(Data listing)
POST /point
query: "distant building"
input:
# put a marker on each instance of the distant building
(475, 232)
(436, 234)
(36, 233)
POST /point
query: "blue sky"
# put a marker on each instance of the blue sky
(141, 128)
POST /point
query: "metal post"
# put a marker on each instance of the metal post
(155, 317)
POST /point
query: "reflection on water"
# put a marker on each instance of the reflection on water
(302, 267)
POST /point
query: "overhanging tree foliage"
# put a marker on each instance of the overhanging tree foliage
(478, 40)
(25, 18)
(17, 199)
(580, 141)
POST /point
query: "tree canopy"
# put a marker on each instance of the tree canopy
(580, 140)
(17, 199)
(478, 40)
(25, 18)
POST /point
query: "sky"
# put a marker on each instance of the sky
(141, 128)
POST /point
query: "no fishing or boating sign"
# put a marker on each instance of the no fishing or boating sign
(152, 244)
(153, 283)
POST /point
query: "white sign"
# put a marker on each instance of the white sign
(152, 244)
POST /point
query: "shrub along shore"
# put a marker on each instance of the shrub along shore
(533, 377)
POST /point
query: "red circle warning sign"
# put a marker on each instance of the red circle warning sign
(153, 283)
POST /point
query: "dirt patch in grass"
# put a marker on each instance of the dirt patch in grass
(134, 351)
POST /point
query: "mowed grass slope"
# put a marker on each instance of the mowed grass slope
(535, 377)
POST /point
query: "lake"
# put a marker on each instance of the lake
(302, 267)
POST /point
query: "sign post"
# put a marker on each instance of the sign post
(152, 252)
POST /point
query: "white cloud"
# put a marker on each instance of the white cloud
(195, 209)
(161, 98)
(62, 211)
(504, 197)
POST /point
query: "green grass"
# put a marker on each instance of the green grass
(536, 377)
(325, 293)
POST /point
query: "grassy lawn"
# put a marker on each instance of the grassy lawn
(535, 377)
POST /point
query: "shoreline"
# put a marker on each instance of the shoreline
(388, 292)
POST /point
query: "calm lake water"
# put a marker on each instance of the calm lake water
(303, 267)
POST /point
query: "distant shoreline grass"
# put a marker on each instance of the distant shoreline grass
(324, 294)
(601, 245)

Work to do:
Please repeat the listing above in full and exactly.

Solved exercise:
POST /point
query: "distant building"
input:
# put a marker on each instance of the distant building
(475, 232)
(436, 234)
(36, 233)
POST /point
query: "blue sky"
# put a marker on each instance of the blue sky
(141, 128)
POST /point
query: "metal post"
# put a marker on each instance of the metal post
(155, 317)
POST /point
query: "reflection on water"
# put a marker on each instance of the reflection on water
(302, 267)
POST /point
query: "overhanging tree foliage"
# put a marker on each instance of the overhanging tree foliage
(478, 40)
(25, 18)
(17, 199)
(580, 141)
POST /point
query: "tree canopy"
# put a marker on each instance of the tree canopy
(580, 140)
(17, 199)
(478, 40)
(25, 18)
POST /point
query: "sky"
# put a marker on each instance of the sky
(141, 128)
POST /point
query: "no fishing or boating sign"
# put a marker on each instance of the no fishing or boating sign
(152, 244)
(153, 283)
POST /point
query: "white sign"
# put a marker on each instance of the white sign
(152, 244)
POST /point
query: "shrub along shore"
# put a marker on each instance of the shrub along shore
(533, 377)
POST /point
query: "red circle warning sign"
# put a marker on each instance of the red circle warning sign
(153, 283)
POST /point
query: "dirt patch in grass"
# put a marker on each instance of the dirt patch in grass
(134, 351)
POST /point
query: "mowed grass slope"
# put a marker on each instance of the mowed grass slope
(535, 377)
POST /point
query: "lake"
# put a marker on each instance of the lake
(302, 267)
POST /point
query: "sign post"
# put a marker on each instance of the sign post
(152, 252)
POST /point
query: "white cloud"
# put a marker on each instance of the white cloud
(195, 209)
(161, 98)
(62, 211)
(504, 197)
POST /point
query: "green grass"
# put a marker on each instance of the green grass
(536, 377)
(325, 293)
POST /point
query: "grassy lawn"
# put a marker on each instance of the grassy lawn
(535, 377)
POST /point
query: "shoreline"
# put a marker on each instance of the shoreline
(388, 292)
POST /point
query: "calm lake water"
# put a marker on each instance of the calm lake water
(303, 267)
POST /point
query: "distant shoreline grass"
# put a marker on each instance of the distant shoreline grass
(324, 294)
(601, 245)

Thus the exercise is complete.